Stored records

··········

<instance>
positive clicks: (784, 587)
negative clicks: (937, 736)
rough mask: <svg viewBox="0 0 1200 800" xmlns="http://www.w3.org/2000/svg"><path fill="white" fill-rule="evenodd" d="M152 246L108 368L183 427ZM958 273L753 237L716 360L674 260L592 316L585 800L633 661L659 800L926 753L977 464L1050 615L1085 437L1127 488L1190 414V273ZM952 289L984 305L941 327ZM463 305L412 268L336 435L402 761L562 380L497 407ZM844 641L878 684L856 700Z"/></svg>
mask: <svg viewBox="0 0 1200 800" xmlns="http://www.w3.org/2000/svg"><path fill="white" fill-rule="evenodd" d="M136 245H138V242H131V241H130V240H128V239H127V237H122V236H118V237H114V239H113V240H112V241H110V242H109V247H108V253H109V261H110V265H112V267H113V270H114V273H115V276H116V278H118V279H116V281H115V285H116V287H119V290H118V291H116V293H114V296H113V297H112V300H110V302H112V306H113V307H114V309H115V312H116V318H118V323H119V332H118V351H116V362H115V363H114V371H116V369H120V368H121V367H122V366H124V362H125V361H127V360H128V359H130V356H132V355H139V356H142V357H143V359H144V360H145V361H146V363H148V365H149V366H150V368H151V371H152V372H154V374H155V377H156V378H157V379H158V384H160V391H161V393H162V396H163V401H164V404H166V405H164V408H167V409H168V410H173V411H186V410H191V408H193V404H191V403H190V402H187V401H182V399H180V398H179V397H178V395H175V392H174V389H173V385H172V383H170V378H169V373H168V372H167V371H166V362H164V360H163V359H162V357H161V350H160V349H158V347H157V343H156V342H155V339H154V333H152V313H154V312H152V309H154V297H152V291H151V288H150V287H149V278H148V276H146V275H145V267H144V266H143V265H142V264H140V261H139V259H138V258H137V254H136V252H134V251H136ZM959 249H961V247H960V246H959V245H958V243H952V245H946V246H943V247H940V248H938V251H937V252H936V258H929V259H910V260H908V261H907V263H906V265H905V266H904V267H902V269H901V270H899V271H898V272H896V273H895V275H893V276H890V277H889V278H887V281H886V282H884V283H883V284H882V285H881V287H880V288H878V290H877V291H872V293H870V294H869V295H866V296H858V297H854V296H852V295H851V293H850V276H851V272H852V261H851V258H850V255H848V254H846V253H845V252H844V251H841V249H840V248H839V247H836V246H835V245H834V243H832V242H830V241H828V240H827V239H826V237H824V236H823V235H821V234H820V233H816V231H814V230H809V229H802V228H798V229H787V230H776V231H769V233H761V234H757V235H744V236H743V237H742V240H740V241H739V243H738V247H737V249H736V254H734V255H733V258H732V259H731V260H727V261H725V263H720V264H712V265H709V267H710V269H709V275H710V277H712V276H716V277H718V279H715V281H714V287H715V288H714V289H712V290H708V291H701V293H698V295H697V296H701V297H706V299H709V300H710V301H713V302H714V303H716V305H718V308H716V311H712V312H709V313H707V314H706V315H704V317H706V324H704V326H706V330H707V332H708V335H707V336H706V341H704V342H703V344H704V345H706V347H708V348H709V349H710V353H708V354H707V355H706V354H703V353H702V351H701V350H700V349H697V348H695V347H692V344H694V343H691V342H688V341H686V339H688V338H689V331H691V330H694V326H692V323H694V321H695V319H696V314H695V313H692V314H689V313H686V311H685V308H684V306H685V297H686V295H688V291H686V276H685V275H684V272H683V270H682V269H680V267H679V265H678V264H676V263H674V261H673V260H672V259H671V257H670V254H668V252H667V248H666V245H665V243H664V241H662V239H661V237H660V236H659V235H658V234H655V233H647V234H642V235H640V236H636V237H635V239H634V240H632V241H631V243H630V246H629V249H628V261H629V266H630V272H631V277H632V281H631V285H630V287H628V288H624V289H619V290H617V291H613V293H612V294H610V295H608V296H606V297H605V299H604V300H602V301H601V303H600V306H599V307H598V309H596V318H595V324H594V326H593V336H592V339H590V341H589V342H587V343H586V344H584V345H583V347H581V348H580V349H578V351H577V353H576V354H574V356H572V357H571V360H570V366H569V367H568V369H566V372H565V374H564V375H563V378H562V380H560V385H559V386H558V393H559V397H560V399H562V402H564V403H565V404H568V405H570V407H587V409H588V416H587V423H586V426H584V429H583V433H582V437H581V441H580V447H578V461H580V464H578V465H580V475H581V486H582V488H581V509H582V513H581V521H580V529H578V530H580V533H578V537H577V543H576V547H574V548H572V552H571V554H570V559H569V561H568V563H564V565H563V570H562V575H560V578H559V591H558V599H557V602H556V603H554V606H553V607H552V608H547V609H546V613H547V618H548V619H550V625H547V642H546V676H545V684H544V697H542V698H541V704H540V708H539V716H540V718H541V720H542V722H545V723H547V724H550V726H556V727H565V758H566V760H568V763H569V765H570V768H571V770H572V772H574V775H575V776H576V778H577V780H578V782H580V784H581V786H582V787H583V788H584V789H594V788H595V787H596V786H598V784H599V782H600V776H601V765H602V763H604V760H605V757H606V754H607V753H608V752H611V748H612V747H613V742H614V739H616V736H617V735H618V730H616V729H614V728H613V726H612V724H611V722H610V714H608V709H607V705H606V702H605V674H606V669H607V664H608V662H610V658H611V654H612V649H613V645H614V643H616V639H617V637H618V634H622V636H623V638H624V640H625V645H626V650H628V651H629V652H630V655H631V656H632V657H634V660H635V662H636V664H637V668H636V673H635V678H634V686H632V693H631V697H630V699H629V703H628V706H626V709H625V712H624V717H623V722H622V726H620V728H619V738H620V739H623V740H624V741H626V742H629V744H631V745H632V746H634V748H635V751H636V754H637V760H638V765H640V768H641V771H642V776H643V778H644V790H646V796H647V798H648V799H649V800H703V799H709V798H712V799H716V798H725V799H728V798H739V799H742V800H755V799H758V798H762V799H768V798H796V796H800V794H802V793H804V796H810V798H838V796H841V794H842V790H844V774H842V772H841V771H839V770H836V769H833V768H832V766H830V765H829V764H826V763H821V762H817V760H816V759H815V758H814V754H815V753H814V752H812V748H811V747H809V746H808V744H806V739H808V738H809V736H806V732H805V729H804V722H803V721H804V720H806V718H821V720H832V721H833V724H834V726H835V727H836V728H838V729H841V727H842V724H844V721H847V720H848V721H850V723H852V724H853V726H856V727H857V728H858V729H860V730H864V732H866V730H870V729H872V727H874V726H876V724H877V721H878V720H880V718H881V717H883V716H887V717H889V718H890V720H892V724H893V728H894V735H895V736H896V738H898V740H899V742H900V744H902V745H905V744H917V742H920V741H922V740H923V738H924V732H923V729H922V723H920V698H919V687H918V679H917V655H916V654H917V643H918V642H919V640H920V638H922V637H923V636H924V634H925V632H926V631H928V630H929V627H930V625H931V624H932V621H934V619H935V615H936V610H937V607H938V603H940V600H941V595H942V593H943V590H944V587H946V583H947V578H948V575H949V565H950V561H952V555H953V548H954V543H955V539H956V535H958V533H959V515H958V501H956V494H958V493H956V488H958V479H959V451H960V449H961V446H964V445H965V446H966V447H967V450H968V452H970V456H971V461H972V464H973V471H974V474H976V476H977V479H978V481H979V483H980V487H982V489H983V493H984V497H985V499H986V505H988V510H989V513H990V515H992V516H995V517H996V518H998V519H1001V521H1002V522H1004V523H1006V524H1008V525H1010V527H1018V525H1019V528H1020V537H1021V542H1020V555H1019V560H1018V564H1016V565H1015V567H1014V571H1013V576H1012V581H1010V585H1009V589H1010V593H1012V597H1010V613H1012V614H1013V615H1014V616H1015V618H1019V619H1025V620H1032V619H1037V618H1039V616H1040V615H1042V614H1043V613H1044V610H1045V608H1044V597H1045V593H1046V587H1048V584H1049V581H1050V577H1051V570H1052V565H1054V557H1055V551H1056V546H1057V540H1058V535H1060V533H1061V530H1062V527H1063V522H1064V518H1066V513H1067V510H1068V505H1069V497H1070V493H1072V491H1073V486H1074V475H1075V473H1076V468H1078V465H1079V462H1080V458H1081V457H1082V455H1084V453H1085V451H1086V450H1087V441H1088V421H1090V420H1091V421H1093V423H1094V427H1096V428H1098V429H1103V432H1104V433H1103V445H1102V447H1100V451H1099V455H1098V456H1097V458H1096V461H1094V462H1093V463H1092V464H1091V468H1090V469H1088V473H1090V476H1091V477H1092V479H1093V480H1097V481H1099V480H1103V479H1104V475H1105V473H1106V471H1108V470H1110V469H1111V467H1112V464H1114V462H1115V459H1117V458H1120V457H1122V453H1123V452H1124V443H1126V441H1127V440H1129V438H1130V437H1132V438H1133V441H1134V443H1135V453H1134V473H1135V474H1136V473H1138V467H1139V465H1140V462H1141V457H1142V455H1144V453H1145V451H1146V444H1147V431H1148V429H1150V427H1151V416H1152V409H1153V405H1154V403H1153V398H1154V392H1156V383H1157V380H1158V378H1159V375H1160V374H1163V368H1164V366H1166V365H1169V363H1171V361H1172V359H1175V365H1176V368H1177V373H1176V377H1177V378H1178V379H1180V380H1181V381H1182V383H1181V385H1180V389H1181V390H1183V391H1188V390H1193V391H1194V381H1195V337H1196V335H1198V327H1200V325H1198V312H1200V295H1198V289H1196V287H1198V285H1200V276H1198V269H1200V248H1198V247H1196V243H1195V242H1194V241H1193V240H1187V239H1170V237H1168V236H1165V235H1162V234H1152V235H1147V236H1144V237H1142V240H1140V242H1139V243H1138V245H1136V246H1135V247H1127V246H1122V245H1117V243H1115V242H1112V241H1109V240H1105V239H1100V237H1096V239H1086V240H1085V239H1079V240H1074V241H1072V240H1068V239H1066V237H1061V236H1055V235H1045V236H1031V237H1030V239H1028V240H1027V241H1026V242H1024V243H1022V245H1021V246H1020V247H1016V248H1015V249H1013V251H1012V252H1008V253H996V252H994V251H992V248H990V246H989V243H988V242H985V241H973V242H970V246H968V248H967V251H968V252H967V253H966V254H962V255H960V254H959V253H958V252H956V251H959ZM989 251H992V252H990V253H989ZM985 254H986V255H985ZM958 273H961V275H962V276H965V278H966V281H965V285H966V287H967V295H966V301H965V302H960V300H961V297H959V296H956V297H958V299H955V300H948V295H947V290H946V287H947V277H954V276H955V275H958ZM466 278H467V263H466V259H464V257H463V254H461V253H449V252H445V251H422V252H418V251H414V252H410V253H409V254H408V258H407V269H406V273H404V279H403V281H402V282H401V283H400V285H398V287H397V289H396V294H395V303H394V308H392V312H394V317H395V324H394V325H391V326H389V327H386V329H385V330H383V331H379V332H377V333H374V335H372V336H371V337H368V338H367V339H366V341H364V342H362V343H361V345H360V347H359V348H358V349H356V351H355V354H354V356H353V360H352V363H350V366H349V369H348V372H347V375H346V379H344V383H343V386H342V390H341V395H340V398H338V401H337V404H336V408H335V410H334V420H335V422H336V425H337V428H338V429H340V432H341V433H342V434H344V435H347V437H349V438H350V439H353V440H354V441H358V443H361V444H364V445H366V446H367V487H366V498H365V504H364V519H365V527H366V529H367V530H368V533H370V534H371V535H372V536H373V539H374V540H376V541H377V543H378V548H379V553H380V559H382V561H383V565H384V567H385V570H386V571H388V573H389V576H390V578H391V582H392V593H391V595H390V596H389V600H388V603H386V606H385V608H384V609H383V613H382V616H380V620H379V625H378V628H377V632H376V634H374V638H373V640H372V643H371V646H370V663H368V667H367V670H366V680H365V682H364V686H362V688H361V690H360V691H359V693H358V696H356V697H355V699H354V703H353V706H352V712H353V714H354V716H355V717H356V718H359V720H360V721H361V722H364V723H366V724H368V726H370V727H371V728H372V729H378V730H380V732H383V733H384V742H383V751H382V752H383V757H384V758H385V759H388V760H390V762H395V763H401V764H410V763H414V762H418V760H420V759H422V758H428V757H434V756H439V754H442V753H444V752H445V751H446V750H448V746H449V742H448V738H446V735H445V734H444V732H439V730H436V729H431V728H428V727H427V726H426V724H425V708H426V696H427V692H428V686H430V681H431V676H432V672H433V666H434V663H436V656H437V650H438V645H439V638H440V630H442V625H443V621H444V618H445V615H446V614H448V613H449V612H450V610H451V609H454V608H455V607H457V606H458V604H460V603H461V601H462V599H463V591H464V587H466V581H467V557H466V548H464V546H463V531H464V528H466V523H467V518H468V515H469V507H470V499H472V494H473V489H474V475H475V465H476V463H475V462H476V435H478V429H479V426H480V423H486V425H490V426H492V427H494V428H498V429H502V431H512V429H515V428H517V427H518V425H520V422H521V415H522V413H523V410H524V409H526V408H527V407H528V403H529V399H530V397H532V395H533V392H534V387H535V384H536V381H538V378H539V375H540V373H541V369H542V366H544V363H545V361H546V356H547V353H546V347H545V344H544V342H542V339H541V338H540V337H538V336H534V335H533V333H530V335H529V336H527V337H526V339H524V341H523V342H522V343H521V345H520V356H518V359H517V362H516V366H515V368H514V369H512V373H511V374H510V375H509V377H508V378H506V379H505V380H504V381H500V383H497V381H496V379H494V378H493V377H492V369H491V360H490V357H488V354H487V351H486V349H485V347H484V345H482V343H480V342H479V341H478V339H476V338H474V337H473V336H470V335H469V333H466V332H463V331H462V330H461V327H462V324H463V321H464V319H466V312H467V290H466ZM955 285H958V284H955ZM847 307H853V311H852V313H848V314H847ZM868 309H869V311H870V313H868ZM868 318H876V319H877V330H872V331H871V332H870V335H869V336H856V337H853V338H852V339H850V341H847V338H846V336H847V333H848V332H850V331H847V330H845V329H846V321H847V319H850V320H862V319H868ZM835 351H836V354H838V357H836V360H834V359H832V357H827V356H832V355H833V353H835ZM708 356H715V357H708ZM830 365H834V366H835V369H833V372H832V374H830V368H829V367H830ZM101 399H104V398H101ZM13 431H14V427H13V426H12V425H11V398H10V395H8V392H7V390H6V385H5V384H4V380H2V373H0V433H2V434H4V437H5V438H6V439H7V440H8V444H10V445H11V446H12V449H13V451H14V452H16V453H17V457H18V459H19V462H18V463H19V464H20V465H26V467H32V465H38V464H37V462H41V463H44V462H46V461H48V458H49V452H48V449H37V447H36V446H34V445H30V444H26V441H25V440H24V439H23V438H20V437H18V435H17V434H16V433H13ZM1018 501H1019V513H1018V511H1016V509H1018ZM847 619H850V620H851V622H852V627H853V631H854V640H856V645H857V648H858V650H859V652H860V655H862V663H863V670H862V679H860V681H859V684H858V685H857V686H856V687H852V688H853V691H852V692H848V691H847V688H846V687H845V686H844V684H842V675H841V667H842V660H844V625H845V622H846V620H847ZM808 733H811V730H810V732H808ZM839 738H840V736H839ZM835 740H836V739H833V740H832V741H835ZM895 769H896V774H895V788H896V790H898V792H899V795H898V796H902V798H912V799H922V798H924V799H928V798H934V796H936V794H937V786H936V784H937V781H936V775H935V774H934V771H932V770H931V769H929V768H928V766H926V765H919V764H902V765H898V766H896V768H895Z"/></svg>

··········

### [WHAT YOU HAVE TO DO]
Reproduce the entries exactly, but only from their first line to the line holding "negative clicks: (937, 736)", with that last line kept.

### [ANSWER TO THIS EXERCISE]
<instance>
positive clicks: (784, 587)
negative clicks: (937, 736)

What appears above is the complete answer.